▶ Passage
Friday, December 2, 2011

Acknowledging the 'Impossible', renders it 'Possible'.




This blog follows the last one in which I discuss some aspects of the human condition which render it impossible.


You may rightfully ask: what purpose does it serve to reveal the impossible, which seems like exposing a bare backside? (We know it’s there, but hide it under wraps.)

Because to acknowledge the impossible, paradoxically renders it possible. The awareness that we’re all racked by conflict lessens the pain; we’re less likely to flagellate ourselves with self-hate (which serves no purpose and saps our energy).
The Psyche as Battlefield

Our Father of Psychoanalysis, Sigmund Freud (1856-1939), proposed that our psyches are governed by the warring forces of Libido  (life force or energy), and Thanatos (the destructive, Death drive).

▶ Required action 1
Rewrite the stretch of the post on acknowledging the impossible from "Acknowledging the 'Impossible', renders" through "which render it impossible.", substituting "human predicament" for "human condition".
▶ Required action 2
Resume the post on acknowledging the impossible after its last sentence, carrying on its account of the psyche as a battlefield.
The records that come after the post on acknowledging the impossible are not needed.

▶ Material supplied
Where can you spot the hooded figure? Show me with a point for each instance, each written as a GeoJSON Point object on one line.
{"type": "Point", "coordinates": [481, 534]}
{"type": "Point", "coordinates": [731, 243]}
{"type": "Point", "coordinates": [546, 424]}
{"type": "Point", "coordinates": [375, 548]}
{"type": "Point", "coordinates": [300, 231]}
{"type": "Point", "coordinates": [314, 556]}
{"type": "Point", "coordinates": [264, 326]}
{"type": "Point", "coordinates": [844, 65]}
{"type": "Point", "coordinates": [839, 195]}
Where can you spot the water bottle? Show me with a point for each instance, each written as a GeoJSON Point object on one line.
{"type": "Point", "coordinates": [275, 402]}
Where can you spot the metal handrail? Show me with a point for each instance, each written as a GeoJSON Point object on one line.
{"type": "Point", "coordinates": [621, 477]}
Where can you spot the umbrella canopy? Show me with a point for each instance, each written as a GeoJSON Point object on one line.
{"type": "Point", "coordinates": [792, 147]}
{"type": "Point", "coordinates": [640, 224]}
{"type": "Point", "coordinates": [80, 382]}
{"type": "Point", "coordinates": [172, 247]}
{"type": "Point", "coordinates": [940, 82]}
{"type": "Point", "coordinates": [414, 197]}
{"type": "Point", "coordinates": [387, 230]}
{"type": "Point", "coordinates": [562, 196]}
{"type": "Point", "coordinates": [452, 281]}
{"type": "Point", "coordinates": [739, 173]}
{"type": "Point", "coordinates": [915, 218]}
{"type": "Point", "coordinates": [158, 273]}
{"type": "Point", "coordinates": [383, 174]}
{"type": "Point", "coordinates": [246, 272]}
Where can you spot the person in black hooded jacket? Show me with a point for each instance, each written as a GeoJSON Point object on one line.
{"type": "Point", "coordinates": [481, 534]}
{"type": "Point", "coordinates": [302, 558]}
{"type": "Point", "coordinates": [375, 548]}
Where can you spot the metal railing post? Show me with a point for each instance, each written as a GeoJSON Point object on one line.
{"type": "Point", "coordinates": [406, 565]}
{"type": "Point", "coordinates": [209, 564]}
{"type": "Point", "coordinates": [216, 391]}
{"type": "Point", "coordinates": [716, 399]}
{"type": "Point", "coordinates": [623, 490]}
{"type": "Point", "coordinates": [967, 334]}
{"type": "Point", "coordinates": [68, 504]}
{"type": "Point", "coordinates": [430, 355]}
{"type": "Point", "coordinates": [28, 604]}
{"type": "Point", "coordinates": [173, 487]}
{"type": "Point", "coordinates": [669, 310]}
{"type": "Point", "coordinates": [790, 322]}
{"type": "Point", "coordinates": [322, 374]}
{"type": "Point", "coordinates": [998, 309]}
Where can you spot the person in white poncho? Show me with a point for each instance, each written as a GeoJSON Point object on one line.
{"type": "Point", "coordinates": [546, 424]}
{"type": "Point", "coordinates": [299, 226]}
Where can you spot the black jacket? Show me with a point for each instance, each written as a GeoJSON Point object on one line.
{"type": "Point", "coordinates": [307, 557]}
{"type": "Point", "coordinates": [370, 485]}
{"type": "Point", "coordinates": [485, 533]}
---
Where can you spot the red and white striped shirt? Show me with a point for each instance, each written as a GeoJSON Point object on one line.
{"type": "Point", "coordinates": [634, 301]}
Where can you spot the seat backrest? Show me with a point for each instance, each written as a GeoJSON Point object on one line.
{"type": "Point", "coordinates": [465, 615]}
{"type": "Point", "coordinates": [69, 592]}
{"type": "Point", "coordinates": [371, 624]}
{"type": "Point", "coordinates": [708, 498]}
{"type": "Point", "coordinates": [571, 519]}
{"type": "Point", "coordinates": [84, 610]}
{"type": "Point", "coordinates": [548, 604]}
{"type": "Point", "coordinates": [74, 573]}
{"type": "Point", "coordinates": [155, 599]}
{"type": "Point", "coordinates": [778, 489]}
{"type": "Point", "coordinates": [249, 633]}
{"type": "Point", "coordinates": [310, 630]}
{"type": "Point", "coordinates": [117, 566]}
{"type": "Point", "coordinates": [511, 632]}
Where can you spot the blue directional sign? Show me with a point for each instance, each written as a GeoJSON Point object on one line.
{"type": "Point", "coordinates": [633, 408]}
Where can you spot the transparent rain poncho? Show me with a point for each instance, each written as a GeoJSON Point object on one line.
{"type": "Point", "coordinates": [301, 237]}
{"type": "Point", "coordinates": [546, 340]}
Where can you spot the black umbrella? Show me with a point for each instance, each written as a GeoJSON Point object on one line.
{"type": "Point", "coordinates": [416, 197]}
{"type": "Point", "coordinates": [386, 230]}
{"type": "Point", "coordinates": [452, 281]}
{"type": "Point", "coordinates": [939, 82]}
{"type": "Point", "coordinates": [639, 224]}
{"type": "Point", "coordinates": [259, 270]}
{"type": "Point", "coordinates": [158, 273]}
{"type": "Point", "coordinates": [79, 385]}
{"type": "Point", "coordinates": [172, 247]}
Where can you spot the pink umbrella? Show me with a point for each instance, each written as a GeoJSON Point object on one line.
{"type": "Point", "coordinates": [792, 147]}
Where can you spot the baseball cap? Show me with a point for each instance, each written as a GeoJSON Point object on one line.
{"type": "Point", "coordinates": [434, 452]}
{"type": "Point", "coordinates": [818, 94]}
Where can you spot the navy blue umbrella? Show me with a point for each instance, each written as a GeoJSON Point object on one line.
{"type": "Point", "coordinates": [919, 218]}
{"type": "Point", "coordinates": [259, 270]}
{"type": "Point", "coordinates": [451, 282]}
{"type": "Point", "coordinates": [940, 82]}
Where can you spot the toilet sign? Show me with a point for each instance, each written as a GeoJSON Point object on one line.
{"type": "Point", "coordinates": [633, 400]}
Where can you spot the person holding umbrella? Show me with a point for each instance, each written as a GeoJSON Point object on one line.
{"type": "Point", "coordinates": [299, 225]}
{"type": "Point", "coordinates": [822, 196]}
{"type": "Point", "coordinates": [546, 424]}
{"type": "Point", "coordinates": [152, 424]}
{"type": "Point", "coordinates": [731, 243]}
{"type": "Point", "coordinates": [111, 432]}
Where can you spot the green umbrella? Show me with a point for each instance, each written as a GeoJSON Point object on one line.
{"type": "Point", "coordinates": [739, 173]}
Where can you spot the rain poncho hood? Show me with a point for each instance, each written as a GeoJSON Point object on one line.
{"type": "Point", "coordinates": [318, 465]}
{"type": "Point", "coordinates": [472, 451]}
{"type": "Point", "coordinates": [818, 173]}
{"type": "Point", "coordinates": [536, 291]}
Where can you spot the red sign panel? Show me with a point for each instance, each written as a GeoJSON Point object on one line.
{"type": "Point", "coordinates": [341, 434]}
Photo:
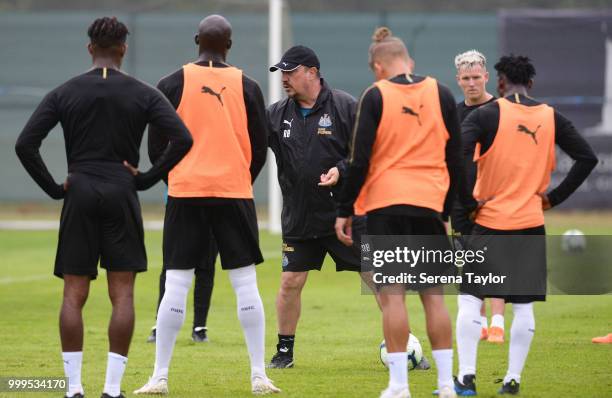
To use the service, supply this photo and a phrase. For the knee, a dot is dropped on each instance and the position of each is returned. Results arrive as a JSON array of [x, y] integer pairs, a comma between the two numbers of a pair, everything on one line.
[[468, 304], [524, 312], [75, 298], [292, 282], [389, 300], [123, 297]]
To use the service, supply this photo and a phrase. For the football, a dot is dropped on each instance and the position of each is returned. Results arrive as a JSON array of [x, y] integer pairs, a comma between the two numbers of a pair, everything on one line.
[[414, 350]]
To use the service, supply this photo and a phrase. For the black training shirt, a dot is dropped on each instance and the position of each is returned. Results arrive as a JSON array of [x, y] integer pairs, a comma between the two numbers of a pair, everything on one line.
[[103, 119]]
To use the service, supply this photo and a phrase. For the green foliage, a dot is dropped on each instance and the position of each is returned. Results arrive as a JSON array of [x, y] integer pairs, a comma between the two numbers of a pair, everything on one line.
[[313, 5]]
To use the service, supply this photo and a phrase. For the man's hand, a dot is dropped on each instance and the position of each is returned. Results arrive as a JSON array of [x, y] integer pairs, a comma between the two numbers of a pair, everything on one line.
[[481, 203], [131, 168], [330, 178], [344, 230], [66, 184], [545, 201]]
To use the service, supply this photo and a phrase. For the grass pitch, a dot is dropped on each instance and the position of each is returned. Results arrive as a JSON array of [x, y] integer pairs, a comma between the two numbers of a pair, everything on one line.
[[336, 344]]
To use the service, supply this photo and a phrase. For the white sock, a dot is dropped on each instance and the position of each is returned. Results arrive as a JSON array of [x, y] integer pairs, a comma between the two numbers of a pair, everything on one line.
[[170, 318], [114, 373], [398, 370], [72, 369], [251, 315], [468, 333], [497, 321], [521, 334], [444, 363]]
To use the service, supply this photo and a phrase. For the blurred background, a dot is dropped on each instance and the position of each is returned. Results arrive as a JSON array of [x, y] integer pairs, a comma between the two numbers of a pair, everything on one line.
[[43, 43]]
* * *
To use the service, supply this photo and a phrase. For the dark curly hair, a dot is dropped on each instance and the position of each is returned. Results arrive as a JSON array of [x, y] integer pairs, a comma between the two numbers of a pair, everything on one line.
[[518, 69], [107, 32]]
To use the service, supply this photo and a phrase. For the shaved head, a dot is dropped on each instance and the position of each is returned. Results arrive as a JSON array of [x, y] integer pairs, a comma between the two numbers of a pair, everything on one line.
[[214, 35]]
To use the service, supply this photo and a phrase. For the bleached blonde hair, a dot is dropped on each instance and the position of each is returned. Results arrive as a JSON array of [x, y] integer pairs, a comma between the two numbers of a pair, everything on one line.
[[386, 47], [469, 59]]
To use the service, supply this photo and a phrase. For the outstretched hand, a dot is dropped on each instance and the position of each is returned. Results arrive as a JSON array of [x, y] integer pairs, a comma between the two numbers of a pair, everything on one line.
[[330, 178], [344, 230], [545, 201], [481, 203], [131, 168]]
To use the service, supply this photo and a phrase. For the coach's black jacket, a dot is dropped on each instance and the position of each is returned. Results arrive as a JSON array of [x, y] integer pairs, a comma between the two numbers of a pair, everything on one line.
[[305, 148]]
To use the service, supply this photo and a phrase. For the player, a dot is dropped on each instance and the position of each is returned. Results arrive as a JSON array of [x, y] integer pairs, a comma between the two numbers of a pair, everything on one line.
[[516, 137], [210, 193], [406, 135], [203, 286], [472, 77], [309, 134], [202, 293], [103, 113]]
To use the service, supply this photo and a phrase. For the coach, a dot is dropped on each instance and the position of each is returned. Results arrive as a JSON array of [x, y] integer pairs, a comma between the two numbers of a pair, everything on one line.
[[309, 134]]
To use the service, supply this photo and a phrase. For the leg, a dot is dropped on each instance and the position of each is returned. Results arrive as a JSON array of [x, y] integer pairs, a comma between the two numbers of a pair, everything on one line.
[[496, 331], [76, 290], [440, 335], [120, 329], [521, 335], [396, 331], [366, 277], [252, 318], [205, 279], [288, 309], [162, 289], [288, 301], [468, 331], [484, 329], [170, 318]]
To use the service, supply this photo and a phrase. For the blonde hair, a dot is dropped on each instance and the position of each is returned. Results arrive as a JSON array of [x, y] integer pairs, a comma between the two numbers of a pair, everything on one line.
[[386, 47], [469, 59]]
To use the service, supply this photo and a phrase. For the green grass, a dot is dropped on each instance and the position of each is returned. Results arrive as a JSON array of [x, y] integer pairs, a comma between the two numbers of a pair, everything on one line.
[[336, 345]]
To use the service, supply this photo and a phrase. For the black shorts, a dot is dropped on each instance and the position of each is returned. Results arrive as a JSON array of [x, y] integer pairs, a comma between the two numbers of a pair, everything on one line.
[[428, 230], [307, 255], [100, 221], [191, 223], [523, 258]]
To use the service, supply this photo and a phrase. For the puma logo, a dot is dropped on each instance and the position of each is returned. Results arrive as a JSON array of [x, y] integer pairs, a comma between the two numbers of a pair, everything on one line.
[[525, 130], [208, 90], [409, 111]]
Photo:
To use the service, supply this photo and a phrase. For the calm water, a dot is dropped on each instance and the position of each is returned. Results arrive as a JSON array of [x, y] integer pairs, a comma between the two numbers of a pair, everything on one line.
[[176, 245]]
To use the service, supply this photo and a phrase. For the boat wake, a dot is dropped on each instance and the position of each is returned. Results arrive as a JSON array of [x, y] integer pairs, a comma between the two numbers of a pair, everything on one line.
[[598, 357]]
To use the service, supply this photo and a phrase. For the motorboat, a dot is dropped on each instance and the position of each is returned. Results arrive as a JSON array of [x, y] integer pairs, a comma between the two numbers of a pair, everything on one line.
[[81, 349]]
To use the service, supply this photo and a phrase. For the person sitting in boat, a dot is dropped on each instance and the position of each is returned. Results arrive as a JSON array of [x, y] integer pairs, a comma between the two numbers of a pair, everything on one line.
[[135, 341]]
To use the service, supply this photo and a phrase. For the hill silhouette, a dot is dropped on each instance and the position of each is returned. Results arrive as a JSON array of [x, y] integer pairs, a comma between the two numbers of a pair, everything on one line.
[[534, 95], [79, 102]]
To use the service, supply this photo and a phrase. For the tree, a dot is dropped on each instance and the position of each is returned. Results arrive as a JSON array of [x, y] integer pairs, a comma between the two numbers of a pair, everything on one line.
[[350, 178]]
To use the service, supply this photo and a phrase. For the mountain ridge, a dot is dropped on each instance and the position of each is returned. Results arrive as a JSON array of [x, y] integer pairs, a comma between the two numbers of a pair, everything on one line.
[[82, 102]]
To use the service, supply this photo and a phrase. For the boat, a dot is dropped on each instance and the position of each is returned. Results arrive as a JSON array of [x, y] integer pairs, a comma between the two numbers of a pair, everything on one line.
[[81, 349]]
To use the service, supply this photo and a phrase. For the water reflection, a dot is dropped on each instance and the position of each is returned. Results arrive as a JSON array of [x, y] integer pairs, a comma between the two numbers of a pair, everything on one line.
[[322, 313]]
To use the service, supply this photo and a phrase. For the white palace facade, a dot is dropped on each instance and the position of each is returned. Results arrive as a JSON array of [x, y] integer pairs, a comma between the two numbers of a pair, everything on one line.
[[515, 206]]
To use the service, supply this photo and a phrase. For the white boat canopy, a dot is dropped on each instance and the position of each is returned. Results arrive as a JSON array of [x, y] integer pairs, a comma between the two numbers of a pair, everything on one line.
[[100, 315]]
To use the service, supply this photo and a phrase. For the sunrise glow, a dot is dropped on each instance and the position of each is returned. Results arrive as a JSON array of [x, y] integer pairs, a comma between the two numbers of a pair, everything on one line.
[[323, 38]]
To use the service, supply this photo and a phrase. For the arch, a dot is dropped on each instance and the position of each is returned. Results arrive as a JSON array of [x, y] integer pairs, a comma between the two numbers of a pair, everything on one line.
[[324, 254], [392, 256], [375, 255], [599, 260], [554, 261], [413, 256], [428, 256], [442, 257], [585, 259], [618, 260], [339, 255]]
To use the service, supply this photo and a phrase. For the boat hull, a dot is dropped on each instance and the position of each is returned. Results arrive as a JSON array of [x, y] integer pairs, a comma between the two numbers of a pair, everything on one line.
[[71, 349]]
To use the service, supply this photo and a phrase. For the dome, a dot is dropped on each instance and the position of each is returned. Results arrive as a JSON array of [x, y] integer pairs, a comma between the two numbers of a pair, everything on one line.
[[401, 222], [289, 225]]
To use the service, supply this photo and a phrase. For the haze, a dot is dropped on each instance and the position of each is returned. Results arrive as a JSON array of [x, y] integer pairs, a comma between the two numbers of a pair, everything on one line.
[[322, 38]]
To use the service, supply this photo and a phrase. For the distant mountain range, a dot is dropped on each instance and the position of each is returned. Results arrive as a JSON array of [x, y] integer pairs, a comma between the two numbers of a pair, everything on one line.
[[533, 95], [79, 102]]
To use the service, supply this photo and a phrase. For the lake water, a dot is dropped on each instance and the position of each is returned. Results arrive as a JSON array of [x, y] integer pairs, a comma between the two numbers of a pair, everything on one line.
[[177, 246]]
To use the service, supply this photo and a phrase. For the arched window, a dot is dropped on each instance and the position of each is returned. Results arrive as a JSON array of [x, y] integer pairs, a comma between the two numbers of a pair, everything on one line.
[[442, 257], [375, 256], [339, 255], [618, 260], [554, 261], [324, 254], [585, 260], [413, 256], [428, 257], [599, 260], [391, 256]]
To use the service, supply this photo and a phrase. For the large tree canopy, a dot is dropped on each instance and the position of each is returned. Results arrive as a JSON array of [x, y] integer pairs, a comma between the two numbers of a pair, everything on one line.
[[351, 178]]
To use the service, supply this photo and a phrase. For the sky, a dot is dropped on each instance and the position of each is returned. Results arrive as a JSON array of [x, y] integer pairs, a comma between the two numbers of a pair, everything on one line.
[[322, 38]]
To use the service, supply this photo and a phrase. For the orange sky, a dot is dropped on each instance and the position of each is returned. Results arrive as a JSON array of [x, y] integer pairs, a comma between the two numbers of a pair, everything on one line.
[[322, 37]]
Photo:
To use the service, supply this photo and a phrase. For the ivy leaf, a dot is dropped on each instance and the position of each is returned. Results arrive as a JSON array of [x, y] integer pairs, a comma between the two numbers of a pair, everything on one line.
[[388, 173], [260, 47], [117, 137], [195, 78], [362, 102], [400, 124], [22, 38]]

▶ Reply 1
Acknowledging the 'Impossible', renders it 'Possible'.




This blog follows the last one in which I discuss some aspects of the human predicament which render it impossible.

▶ Reply 2
The Swiss psychiatrist Carl Jung (1875- 1961) viewed our behavior as an embodiment of the battle between the anima  (feminine) and the animus (masculine) sides of the psyche. He identified our shadow side as the hidden or repressed parts of the mind, roughly equivalent to the Freudian unconscious. Jung wrote, “Everyone carries a shadow and the less it is embodied in the individual’s conscious life, the blacker and denser it is.”

Both theorists agree that creativity lies in the buried portion (unconscious or shadow) of the mind. Their methods changed our view of the human psyche, showing that much of who we are and how we behave lies beyond our conscious control. They agreed that the goal is to elucidate, to render the unconscious conscious, and to become aware of the “shadow side” through free association and talk therapy.

(Dare I say all methods of psychotherapy aim to increase self-awareness of body, mind and feelings?)

In the recent film A Dangerous Method, the story develops as Carl Jung applies Freud’s method of talk therapy in his treatment of Sabina Spielrein, an eighteen-year-old woman who suffers from hysteria. Through speaking, through verbal (and ultimately physical) acknowledgment of Spielrein’s anxieties and neuroses, Jung eventually manages to cure his patient, endowing her with the tools to lead a mentally healthy existence. A remarkably accurate portrait of Jung and Freud, who figure prominently in the film, A Dangerous Method makes a great case for the importance – indeed, the necessity – of talk therapy.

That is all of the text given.